**DOCUMENT PASSAGE:**
--------------------------------------------------

With deferrals down, earnings up and multifamily buildings eagerly borrowing, New York Community Bank, one of the city’s largest lenders to rent-stabilized apartments, reported an impressive end to 2021.
The looming buzzkill, however, is the series of interest rate hikes expected to hit as early as March.
During a fourth-quarter earnings call Wednesday, New York Community Bank CEO Thomas Cangemi celebrated the spree of lending that buoyed the bank’s annual earnings to levels last seen in 2005.
For the quarter, the bank reported diluted earnings per share of 31 cents, a 15 percent jump from the fourth quarter of 2020. Loans grew by 2.1 billion to $45.7 billion, or 19 percent on an annualized basis compared to the third quarter — the biggest gain since 2016.
A surge in multifamily lending did most of that legwork. The segment, which accounts for three-quarters of NYCB’S loan portfolio, rose by $1.8 billion in the fourth quarter from the third, a 21 percent jump on an annualized basis.

--------------------------------------------------

**LISTED ENTRIES:**

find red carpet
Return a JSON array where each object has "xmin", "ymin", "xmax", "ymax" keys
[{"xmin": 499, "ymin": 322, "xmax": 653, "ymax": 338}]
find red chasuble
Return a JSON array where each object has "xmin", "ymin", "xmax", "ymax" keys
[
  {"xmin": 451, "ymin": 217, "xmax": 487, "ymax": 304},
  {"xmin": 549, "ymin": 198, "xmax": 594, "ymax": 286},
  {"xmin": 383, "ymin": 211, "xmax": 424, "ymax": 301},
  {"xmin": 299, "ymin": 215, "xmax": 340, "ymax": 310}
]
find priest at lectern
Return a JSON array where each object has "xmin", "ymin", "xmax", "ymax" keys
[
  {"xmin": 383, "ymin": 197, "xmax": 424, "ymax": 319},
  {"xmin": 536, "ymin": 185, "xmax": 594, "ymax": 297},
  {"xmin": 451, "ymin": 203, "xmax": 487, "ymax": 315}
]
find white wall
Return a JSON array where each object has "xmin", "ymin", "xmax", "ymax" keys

--------------------------------------------------

**WORK TO COMPLETE:**
1 – In the passage on New York Community Bank's 2021 earnings, substitute "NYCB" for "New York Community Bank" and give the text between "With deferrals down, earnings" and "seen in 2005.", inclusive.
2 – Write out the records between the line holding "find white wall" and the end of the records, inclusive, exactly as they appear.

**RESULTS FOR THE EXERCISE:**
1 –
With deferrals down, earnings up and multifamily buildings eagerly borrowing, NYCB, one of the city’s largest lenders to rent-stabilized apartments, reported an impressive end to 2021.
The looming buzzkill, however, is the series of interest rate hikes expected to hit as early as March.
During a fourth-quarter earnings call Wednesday, NYCB CEO Thomas Cangemi celebrated the spree of lending that buoyed the bank’s annual earnings to levels last seen in 2005.

2 –
find white wall
Return a JSON array where each object has "xmin", "ymin", "xmax", "ymax" keys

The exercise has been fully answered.